Begin The records
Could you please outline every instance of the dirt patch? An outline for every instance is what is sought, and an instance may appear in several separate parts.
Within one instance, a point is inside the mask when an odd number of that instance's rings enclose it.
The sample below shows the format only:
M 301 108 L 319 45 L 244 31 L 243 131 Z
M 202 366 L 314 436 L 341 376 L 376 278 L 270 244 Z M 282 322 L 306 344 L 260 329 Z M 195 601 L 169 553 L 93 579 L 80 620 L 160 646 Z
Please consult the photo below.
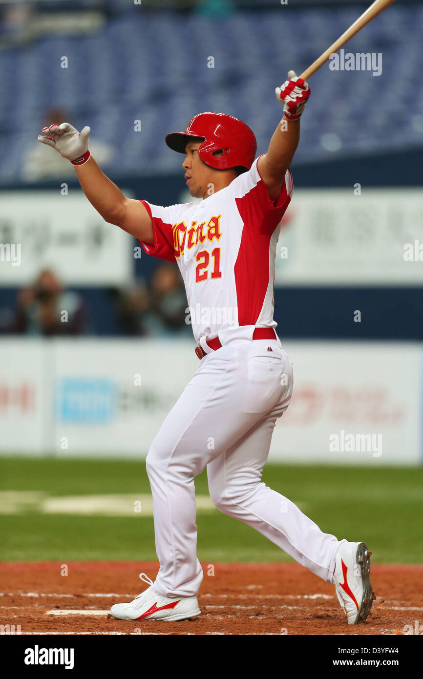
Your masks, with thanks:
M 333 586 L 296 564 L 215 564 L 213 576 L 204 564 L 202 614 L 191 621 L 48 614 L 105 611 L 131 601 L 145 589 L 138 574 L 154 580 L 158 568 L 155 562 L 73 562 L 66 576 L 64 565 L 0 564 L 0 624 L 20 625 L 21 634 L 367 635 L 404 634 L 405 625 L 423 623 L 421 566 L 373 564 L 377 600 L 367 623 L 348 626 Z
End The records
Begin The records
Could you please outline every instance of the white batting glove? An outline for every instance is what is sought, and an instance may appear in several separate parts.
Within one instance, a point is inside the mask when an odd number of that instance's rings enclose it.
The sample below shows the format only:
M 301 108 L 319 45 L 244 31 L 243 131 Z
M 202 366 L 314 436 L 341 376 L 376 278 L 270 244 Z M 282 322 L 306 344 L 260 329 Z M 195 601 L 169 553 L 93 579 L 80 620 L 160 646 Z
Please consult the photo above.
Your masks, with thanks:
End The records
_Request_.
Retype, word for word, the lines of the entries from the one containing "Could you please outline every instance of the dirt" through the one containing "M 333 586 L", both included. Omit the pictures.

_Output of the task_.
Could you please outline every instance of the dirt patch? An outline for every instance is what is sought, and an instance may appear in several separate parts.
Within one instance, a point is inside the mask when an odd number of that instance's rings enclose it.
The sample below shows the format only:
M 301 108 L 319 45 L 244 31 L 243 131 Z
M 202 366 L 314 436 L 341 376 L 376 278 L 270 244 Z M 282 322 L 306 344 L 260 329 Z M 195 601 L 169 553 L 93 579 L 80 620 L 160 646 Z
Please consult the photo below.
Your masks, with thanks:
M 333 586 L 296 564 L 215 564 L 213 576 L 204 564 L 202 614 L 191 621 L 48 614 L 105 611 L 131 601 L 145 589 L 138 574 L 154 580 L 158 568 L 155 562 L 73 562 L 66 576 L 64 565 L 0 564 L 0 624 L 20 625 L 21 634 L 367 635 L 404 634 L 405 625 L 423 623 L 421 566 L 373 564 L 377 600 L 367 623 L 348 626 Z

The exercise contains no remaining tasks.